● Exercise prompt
Exactly the line with "Field-scouting task: mark every instance of the dark" and the lines that follow it, through the closing line of the entries, should be restated, with nothing left out or added.

● Dataset entries
********************

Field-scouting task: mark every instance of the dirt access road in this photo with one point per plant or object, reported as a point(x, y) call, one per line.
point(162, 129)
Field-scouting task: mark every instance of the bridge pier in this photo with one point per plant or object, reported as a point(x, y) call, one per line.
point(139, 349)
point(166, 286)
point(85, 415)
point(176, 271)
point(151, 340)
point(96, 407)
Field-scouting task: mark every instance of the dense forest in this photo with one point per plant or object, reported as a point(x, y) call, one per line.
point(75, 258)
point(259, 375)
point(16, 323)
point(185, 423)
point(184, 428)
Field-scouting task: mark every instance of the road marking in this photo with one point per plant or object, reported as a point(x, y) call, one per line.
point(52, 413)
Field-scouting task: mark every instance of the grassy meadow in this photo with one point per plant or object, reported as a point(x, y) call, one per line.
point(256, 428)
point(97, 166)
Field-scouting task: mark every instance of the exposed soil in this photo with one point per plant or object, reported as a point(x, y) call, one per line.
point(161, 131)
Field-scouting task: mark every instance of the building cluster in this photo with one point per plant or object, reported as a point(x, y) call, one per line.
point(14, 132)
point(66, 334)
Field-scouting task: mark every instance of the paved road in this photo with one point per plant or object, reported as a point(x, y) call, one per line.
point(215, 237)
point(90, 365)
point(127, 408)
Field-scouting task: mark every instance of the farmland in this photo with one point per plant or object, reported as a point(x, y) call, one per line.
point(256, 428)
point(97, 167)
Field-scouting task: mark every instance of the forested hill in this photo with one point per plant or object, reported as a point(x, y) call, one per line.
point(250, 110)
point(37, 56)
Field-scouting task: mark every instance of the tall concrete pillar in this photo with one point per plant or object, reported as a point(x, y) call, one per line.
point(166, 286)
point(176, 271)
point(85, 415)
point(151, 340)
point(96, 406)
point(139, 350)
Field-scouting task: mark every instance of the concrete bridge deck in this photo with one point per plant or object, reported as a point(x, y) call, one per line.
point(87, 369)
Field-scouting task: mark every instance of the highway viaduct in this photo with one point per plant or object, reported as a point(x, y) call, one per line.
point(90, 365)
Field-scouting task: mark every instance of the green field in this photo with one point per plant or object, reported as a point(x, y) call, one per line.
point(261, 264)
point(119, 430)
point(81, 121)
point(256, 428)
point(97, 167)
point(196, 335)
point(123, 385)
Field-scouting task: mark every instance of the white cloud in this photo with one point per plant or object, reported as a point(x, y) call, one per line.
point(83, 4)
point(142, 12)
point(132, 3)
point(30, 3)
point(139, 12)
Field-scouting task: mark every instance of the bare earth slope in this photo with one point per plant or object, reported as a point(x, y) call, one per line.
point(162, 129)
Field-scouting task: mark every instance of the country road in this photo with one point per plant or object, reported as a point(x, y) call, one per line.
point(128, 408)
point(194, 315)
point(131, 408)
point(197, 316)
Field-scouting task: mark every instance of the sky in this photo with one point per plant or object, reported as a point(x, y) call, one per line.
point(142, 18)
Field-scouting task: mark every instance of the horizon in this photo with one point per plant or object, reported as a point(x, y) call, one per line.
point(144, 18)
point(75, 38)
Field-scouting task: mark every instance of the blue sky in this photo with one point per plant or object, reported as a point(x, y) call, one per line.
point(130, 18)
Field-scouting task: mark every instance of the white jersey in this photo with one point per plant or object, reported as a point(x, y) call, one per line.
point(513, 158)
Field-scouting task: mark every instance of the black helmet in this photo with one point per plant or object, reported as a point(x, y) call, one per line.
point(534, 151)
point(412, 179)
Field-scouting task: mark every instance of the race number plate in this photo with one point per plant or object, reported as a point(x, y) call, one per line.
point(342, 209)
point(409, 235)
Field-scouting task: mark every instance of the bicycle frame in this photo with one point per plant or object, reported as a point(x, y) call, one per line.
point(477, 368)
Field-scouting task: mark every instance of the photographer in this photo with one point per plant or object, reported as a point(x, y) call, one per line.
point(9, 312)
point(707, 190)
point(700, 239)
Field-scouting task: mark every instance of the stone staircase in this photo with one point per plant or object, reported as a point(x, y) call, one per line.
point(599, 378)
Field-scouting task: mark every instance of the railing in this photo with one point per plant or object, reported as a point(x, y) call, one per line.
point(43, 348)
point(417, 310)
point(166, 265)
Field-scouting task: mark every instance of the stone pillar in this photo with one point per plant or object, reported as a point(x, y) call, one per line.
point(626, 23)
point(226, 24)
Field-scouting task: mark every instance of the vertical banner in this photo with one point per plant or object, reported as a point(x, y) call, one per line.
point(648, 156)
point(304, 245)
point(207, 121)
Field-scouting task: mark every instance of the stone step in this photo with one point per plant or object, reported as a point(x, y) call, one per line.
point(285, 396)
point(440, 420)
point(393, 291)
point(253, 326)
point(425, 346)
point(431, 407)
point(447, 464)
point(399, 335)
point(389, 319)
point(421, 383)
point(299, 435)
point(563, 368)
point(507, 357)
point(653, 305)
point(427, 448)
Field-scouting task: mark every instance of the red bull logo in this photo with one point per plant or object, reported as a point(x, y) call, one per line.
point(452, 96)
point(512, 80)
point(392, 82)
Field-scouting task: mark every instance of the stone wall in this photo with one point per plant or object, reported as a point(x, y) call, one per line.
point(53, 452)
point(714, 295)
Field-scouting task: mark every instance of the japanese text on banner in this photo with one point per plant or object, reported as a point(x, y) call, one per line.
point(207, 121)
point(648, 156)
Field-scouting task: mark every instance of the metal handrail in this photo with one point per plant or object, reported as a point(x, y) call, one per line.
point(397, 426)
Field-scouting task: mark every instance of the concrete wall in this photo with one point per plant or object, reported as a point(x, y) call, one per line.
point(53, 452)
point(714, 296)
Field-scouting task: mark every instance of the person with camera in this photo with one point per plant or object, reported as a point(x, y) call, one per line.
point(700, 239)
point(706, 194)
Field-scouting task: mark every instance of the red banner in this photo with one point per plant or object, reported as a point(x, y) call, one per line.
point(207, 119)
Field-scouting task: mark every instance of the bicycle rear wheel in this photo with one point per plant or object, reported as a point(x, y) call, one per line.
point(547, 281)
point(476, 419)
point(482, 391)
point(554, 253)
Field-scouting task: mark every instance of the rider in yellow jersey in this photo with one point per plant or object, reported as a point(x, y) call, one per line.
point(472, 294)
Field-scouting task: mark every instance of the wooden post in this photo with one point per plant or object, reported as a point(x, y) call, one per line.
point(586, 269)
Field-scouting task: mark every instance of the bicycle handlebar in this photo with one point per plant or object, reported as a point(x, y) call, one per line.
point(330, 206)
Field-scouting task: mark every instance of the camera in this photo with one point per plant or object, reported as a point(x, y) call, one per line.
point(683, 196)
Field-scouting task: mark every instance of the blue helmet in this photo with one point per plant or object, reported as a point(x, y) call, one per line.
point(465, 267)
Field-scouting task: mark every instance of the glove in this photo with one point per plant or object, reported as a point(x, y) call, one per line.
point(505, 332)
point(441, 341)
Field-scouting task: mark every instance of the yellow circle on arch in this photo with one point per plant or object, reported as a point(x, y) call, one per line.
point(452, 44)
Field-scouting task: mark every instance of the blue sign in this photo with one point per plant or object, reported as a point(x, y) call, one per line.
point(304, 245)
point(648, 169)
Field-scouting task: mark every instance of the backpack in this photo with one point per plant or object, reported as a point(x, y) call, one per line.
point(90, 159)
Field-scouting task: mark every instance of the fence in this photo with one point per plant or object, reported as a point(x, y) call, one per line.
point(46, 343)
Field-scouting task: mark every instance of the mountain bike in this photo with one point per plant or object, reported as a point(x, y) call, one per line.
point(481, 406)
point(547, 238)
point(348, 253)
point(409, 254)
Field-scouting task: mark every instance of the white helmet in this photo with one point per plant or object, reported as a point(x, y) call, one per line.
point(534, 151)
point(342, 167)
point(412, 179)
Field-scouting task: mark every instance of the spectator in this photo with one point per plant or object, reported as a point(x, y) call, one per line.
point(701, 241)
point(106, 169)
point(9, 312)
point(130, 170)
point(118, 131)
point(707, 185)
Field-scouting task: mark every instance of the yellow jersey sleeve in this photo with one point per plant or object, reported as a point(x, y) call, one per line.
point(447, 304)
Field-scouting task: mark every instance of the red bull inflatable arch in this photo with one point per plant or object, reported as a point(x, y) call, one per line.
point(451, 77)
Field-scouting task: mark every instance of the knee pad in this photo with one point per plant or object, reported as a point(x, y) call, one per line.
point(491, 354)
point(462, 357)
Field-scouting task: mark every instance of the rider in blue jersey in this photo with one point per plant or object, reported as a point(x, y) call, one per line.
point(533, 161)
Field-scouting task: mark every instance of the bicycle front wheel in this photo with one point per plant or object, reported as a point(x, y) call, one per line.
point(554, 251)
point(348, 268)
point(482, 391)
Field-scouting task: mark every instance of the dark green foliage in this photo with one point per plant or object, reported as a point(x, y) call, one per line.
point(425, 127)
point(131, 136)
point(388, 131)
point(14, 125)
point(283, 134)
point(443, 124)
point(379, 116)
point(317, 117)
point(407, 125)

********************

● Solution to this exercise
Field-scouting task: mark every instance of the dark green foliage in this photo with one point per plant or object, reported as a point(x, y) call, one per line.
point(425, 127)
point(131, 136)
point(388, 131)
point(14, 125)
point(283, 134)
point(443, 124)
point(379, 116)
point(317, 117)
point(407, 125)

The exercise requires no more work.